>>>>>
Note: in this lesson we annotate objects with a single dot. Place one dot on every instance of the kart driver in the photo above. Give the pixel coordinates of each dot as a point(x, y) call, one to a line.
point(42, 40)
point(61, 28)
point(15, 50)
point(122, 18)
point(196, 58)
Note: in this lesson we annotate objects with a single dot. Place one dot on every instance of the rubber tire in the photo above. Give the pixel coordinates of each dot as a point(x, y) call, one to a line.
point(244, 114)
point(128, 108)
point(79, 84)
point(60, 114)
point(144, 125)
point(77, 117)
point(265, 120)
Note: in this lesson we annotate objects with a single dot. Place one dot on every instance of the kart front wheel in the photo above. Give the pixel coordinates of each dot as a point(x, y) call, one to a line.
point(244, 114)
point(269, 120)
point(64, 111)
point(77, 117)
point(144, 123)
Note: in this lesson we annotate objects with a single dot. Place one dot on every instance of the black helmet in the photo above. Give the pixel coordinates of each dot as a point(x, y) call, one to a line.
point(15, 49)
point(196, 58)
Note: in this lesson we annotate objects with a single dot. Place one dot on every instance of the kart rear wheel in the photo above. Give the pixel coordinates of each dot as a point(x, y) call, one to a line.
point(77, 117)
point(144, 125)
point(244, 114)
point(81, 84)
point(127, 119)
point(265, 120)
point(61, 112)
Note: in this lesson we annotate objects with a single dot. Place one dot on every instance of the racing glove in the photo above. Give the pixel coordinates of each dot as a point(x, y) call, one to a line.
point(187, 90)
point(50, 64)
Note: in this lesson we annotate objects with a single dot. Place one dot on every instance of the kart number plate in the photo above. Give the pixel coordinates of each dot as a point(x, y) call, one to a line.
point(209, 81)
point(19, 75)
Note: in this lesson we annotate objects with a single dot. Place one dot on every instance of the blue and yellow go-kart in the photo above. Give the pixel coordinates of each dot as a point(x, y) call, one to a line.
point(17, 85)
<<<<<
Task to carry out
Output all of the data exactly.

Task answer
Note: in this lesson we annotate objects with a single dot. Place one dot on every instance of the kart driver in the photo above. Give the pixel coordinates of each dot as a point(x, y) call, one to a line.
point(42, 40)
point(61, 28)
point(15, 50)
point(122, 18)
point(196, 58)
Note: in this lesson we annotate objects with a single dot. Place one dot on every instance of the rubber tire in the photo above. Give the pixel coordinates of each dot as a point(x, y) call, one to a line.
point(244, 114)
point(128, 108)
point(79, 84)
point(60, 114)
point(144, 125)
point(77, 117)
point(265, 120)
Note: in this lesson we annotate objects with a single dot. Place one dot on every instance of the kart front wheel in the photo above. Give the pixel coordinates of each dot as a point(x, y) call, one to a line.
point(244, 114)
point(269, 120)
point(64, 111)
point(77, 117)
point(144, 123)
Note: in this lesson we annotate objects with a single dot. Place one dot on every instance of the black helmet in the photo above. Give the pixel coordinates of each dot as a point(x, y) call, one to a line.
point(15, 49)
point(196, 58)
Note: in this lesson we annotate objects with a single dot. Place one dot on every instance of the kart rear wheel in the photo above. Give the pixel coordinates of each dot as a point(x, y) call, one to a line.
point(77, 117)
point(144, 125)
point(244, 114)
point(81, 84)
point(127, 119)
point(265, 120)
point(61, 112)
Note: in this lesson we annotate objects with a single dot. Place one dot on every instance of the racing glove in the photo above. Give the pixel coordinates of each dot as a point(x, y) call, one to a line.
point(187, 90)
point(50, 64)
Note: in this lesson we annotate objects with a single dot. Place one dot on every instance of the kart number plate in the photo above. Give the pixel coordinates of each dot as a point(x, y) call, one to a line.
point(209, 81)
point(19, 75)
Note: in this lesson we annotate objects with a single dot. Place one dot on every instance of the blue and yellow go-kart in the photo above. Give the pixel coordinates of each dot as a point(x, y) call, one to a line.
point(17, 85)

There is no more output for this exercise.